* **読解文**:
• • •

症例報告
肝細胞癌と鑑別が困難であったalpha-fetoprotein産生胆嚢癌の1切除例
浅岡 忠史, 近藤 礎1), 永野 浩昭, 花田 浩之2), 左近 賢人, 堂野 恵三, 梅下 浩司, 中森 正二, 若狭 研一3), 門田 守人
大阪大学大学院消化器外科学, 市立堺病院外科1), 大阪大学医学部附属病院臨床検査部2), 大阪市立大学附属病院病理部3)

• • •

* **課題**: この症例報告の「大阪大学大学院消化器外科学」で始まる段落を、所属機関の箇条書きに書き直してください。各機関に付いた番号の印は残すこと。 この症例報告を読むのに記録は要らない。

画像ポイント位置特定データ

• • •

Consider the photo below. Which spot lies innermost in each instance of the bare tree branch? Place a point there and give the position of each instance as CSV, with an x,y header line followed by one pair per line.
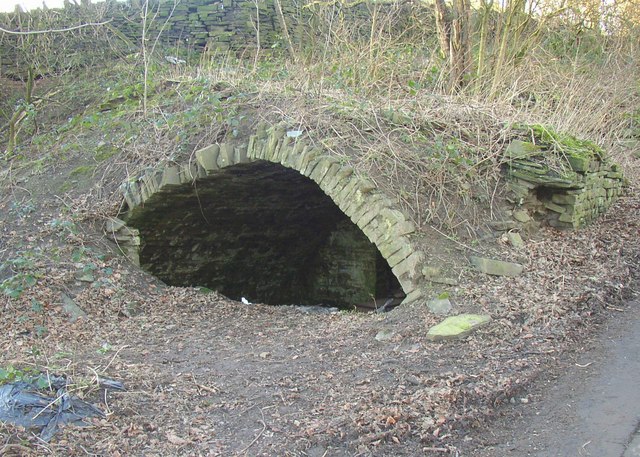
x,y
36,32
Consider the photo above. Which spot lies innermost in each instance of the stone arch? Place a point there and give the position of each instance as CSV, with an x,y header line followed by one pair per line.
x,y
368,208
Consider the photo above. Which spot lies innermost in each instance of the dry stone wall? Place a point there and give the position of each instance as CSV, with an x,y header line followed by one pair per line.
x,y
568,192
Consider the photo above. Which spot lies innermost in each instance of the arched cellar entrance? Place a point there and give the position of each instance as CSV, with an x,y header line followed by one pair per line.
x,y
273,220
264,232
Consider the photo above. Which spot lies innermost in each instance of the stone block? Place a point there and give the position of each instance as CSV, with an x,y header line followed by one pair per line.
x,y
580,163
515,240
240,154
565,199
225,158
521,215
555,207
411,266
397,257
170,177
441,306
518,149
387,249
188,173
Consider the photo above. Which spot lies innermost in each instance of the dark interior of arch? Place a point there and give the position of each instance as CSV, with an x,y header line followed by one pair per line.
x,y
263,232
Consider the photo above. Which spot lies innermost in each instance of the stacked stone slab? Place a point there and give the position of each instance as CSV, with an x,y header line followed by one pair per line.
x,y
217,25
567,188
357,197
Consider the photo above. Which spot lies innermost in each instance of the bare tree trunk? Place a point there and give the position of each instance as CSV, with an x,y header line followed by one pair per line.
x,y
454,36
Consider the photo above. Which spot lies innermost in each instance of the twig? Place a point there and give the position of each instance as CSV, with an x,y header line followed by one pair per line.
x,y
264,427
37,32
212,390
455,241
104,370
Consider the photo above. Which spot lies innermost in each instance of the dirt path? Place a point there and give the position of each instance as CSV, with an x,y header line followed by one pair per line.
x,y
588,406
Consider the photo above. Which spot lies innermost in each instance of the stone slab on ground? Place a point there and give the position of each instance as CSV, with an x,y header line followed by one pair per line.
x,y
456,327
496,267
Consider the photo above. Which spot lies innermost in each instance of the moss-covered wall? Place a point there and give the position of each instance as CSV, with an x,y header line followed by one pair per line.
x,y
260,231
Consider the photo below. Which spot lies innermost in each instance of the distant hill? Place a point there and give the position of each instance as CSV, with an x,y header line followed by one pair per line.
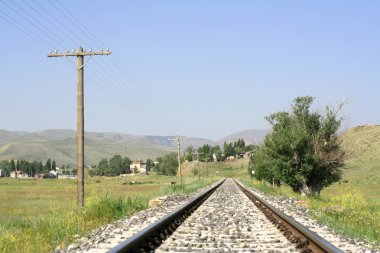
x,y
61,145
362,143
252,136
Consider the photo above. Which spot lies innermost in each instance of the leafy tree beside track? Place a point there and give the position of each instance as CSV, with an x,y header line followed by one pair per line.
x,y
303,149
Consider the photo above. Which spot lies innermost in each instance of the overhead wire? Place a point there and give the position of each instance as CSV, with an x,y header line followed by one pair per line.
x,y
118,88
140,93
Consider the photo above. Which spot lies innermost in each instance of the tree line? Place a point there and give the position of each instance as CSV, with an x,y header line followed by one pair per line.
x,y
303,150
115,166
27,167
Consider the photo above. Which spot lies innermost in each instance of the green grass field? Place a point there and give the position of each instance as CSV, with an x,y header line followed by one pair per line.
x,y
46,211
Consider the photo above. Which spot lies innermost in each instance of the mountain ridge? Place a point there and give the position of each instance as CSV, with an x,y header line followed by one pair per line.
x,y
60,145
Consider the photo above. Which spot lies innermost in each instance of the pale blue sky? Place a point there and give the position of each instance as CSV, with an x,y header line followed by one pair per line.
x,y
195,68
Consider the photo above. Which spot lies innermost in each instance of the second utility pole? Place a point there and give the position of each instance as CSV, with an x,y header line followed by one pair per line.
x,y
80,114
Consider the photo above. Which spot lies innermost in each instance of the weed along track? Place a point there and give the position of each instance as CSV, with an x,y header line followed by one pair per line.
x,y
225,218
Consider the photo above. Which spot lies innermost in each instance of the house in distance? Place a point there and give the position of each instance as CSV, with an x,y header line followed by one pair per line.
x,y
138,167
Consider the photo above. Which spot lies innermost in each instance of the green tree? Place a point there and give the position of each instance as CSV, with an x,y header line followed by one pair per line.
x,y
303,150
115,164
189,153
125,166
5,165
12,165
149,164
47,166
167,165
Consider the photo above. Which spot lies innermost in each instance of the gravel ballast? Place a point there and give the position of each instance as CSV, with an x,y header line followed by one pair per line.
x,y
226,222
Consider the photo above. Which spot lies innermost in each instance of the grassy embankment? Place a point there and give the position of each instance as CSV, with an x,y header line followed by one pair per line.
x,y
351,206
39,215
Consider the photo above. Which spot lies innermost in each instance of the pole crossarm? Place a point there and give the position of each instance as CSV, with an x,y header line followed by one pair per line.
x,y
79,54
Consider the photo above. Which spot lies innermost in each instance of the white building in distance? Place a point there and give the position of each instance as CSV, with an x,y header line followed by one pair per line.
x,y
138,167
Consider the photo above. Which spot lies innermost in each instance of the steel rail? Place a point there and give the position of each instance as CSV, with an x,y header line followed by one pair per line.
x,y
305,239
152,236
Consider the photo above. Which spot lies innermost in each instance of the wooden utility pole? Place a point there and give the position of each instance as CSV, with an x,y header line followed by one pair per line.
x,y
80,54
179,139
199,168
206,159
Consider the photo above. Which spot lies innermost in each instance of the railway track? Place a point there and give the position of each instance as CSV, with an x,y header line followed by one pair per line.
x,y
227,218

• • •

* **解答欄**:
- 大阪大学大学院消化器外科学
- 市立堺病院外科1)
- 大阪大学医学部附属病院臨床検査部2)
- 大阪市立大学附属病院病理部3)